## EXERCISE DIRECTIONS:
Don't copy the pictures; return every other part of the records exactly.

* start LISTED RECORDS *

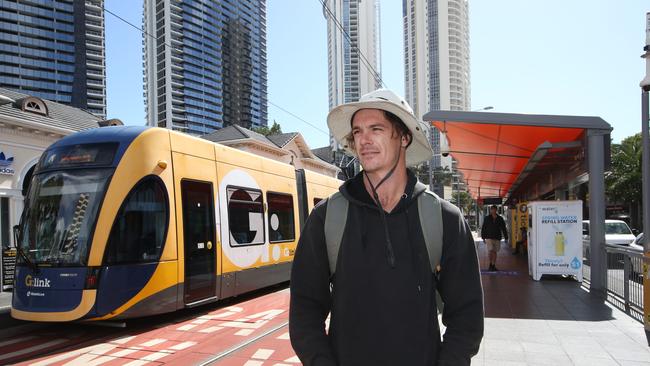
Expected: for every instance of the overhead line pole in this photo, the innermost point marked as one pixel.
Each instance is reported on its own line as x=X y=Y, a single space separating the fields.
x=645 y=168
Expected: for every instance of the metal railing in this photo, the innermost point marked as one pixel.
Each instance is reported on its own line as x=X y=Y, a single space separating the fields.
x=625 y=279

* end LISTED RECORDS *

## OUTPUT OF THE EXERCISE:
Expected: for every instance of the overhead line pole in this photo, the innermost point marked as one pixel.
Each instance is reported on its own line as x=X y=Y, a single space separating the fields.
x=645 y=168
Expected: for every instance of the metal railing in this photo, the innermost point marked as one pixel.
Each instance is reported on its own line as x=X y=Y, a single space separating the fields.
x=625 y=279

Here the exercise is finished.